Slotting into BMW’s lineup as a mid-capacity crossover, the F900XR brings plenty to the table in its somewhat unconventional package.

On the surface, it’s a more accessible option to the S1000XR, BMW’s premier sports tourer powered by the same inline-four as the S1000RR superbike with an over-$10,000 saving and much more approachable power delivery.

Rather than the screaming 123kW inline-four of the S1000XR, the F900XR and its naked sports sibling, the F900R, build upon BMW’s parallel-twin engine found in the mid-capacity GS range, with the 900s getting capacity boosted to 895cc thanks to a 2mm larger bore.

The result is power is raised 7kW over the GS to 77kW at 8750 rpm and 92Nm at 6500 rpm. Significantly less than the S-XR model, sure, but it's vastly more usable and arguably more enjoyable on our shonky roads.

Styling is reminiscent of the S1000XR, however, it wasn’t until my wife exclaimed that it looked like Bumblebee from the Transformers series that I finally clicked why the bike’s styling felt familiar. It’s also one of those things that once seen, just cannot be unseen.

In typical BMW fashion, the F900XR is packed to the gills with premium touches. From the crystal clear TFT dashboard to factory-equipped heated grips and cruise control, BMW is offering a solidly equipped bike for the $25,990 asking price.

With a 6-axis inertial management unit as part of the bike’s electronics package, not only does it make use of the latest in cornering ABS and traction control, but it also features electronically controlled damping on the rear shock and cornering LED headlights which will always be a welcome addition to any motorcycle in my books.

Our test bike was also fitted with the optional BMW proprietary GPS mount, which while a nice touch is actually largely unnecessary thanks to that brilliant TFT. With Bluetooth connectivity as standard, you can display navigation on the dash along with the ability to control phone functions.

As with BMW’s other interfaces, since they adopted TFT technology, the system is very easy to use with a simple and uncluttered display that lets you focus on the ride rather than overloading you with too much information. If you do want that extra info, there is a Sport display which shows you all the relevant info, including your maximum lean angle and how much you’re making the braking and traction control systems work.

================

> **GIVEN INSTRUCTION A**
What asking price does the motorcycle review give for the F900XR?

> **DATA PROVIDED**
================

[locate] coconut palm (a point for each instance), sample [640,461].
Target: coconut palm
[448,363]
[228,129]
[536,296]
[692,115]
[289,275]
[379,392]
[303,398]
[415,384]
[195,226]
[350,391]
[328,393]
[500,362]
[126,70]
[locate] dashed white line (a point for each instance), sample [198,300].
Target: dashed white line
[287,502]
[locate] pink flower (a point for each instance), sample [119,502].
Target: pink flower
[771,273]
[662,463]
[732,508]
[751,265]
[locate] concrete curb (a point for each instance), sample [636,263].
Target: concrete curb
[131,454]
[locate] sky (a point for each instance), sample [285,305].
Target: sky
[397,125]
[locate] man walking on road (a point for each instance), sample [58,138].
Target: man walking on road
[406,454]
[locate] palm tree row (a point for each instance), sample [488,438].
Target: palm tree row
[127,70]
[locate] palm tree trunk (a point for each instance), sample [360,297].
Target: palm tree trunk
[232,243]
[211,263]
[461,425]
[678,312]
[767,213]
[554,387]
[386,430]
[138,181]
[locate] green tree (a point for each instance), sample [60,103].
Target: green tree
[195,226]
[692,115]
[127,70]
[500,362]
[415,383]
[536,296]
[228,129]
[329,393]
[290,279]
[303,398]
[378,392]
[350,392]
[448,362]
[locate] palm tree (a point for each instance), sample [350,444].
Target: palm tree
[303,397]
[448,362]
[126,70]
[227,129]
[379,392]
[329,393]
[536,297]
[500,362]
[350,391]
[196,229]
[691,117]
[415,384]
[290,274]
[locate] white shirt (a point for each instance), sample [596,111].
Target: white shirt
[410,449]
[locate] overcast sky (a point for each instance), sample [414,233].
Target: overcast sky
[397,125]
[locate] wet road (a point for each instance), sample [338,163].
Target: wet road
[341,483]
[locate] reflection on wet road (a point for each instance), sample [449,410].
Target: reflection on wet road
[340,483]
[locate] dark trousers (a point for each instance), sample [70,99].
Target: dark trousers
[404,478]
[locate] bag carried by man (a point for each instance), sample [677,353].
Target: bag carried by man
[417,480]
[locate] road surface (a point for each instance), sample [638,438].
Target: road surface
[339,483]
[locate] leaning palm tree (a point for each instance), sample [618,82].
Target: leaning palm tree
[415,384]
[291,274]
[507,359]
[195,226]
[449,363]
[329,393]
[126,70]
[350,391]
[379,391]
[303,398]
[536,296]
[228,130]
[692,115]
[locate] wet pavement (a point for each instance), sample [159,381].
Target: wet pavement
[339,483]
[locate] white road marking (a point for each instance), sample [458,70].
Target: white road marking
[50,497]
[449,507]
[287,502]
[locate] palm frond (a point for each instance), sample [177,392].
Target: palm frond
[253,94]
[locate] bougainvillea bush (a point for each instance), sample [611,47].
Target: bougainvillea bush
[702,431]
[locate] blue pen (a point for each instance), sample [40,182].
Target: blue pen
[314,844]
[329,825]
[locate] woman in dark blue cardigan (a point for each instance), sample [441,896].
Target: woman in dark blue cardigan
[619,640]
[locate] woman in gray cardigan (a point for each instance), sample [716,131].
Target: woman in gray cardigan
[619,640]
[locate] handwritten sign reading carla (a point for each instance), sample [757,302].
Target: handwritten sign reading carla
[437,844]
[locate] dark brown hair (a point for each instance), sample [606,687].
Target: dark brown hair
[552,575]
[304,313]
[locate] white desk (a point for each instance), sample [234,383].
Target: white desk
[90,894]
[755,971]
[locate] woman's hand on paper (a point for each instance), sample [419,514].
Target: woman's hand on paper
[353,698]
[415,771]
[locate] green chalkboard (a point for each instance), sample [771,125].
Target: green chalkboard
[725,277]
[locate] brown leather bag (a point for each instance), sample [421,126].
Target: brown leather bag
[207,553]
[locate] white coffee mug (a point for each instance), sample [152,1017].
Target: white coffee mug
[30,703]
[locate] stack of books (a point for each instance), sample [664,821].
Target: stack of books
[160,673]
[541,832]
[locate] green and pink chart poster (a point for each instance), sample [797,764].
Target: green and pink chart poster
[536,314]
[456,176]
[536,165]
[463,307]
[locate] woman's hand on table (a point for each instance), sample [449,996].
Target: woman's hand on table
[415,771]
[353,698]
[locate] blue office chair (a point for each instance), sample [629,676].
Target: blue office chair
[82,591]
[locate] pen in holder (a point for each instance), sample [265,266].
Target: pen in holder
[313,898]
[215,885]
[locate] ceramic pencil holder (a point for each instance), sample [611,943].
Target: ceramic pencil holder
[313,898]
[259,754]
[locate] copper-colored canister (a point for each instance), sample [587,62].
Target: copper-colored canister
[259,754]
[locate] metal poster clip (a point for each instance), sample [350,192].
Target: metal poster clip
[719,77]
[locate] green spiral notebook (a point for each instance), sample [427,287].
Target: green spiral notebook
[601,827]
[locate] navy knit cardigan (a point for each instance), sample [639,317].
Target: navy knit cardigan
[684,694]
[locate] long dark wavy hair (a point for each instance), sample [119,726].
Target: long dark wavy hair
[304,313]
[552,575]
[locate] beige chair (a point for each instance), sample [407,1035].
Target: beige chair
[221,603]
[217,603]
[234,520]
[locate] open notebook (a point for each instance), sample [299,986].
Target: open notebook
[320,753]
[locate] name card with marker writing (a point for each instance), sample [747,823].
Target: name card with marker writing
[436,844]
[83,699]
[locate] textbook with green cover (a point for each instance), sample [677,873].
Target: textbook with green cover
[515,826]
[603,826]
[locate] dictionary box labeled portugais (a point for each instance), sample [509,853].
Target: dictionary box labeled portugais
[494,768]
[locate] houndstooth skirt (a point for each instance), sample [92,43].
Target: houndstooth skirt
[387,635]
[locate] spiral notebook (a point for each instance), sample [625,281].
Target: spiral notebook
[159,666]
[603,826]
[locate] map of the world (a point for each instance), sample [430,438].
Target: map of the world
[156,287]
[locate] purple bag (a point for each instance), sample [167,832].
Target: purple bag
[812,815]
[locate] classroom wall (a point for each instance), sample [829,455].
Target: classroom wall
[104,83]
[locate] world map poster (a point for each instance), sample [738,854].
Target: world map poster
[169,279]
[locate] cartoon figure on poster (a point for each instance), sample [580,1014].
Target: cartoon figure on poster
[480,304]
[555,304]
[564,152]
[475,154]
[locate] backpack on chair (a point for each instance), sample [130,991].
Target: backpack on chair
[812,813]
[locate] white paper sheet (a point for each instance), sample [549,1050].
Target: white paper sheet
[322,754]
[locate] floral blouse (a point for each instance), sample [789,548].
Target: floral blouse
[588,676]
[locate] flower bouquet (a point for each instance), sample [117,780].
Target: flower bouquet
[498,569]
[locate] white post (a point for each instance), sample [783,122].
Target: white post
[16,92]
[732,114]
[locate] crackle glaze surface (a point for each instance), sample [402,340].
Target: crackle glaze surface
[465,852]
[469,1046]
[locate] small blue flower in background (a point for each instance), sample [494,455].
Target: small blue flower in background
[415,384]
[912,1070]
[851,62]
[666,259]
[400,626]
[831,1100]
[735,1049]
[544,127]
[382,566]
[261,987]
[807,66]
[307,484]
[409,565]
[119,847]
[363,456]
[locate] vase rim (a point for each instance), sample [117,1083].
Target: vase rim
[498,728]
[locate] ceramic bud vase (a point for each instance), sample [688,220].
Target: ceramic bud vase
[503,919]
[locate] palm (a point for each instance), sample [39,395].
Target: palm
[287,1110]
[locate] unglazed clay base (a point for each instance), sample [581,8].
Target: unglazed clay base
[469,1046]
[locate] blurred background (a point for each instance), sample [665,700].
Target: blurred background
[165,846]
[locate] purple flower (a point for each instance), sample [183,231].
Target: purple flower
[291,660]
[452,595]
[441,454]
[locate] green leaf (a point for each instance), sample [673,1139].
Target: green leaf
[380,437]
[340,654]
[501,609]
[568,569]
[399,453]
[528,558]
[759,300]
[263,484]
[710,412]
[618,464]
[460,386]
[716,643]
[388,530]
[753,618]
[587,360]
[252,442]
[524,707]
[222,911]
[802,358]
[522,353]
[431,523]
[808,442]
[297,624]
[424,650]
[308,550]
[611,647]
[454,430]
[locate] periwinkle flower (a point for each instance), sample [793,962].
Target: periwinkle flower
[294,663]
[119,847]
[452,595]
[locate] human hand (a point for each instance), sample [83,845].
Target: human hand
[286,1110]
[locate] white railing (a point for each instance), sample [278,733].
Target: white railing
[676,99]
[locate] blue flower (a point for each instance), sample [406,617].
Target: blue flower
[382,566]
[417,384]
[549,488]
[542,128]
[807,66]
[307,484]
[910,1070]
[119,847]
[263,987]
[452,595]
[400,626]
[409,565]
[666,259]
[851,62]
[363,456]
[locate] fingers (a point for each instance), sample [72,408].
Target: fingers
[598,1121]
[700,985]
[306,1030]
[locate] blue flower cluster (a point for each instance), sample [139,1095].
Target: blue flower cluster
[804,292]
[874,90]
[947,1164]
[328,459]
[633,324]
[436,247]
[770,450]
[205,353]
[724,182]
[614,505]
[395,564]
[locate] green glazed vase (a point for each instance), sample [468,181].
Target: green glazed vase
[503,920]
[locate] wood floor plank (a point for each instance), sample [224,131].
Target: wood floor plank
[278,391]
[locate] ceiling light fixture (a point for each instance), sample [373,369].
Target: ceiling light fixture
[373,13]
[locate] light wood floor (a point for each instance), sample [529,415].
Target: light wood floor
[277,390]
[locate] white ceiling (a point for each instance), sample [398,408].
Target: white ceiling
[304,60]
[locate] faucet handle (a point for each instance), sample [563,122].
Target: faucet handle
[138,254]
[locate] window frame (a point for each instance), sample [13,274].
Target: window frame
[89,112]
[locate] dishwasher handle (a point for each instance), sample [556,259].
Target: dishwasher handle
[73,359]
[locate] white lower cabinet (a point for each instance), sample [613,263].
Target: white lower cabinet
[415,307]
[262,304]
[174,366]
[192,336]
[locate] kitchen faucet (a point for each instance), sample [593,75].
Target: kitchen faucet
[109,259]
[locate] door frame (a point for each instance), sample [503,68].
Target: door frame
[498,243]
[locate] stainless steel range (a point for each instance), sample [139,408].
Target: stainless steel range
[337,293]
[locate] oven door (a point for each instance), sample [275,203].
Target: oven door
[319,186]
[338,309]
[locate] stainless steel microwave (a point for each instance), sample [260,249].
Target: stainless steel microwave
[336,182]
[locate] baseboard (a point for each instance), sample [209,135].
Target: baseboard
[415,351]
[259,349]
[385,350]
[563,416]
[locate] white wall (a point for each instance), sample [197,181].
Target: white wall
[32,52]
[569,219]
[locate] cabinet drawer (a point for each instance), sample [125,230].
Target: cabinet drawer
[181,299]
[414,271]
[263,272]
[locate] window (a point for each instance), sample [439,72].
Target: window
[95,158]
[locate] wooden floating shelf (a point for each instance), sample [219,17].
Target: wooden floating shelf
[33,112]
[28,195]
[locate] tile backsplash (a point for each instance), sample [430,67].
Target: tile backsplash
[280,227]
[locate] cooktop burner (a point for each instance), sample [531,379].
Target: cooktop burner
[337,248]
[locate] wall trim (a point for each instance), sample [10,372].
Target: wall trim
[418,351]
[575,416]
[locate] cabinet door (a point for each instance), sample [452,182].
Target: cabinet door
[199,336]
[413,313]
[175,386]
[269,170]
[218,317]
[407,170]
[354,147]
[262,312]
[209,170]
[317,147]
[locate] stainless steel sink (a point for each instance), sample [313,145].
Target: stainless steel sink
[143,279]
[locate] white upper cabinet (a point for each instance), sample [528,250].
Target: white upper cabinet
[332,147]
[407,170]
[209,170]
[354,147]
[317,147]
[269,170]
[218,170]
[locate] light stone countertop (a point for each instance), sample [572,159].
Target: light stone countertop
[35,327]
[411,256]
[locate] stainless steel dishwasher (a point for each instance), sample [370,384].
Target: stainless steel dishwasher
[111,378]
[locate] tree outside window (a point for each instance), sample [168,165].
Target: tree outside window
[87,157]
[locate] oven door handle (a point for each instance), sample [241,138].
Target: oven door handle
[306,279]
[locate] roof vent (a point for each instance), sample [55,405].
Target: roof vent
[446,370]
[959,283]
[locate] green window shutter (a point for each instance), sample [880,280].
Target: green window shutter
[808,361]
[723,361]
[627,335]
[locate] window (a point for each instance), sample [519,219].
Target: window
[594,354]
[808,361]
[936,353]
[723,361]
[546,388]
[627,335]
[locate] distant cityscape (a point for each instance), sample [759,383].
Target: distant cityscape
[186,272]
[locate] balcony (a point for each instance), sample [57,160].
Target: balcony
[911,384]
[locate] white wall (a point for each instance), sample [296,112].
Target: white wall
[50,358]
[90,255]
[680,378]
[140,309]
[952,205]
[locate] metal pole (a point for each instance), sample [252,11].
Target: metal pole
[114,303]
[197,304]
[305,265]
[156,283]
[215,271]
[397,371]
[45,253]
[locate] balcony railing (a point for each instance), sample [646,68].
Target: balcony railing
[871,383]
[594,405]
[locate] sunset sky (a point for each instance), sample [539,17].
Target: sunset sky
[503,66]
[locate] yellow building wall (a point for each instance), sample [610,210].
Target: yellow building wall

================

> **GIVEN INSTRUCTION B**
Collect every line of the entries that contains the string "marking", matching case exactly.

> **WORKED ANSWER A**
$25,990

> **WORKED ANSWER B**
[locate] white road marking (a point for each instance), sample [458,70].
Target: white road marking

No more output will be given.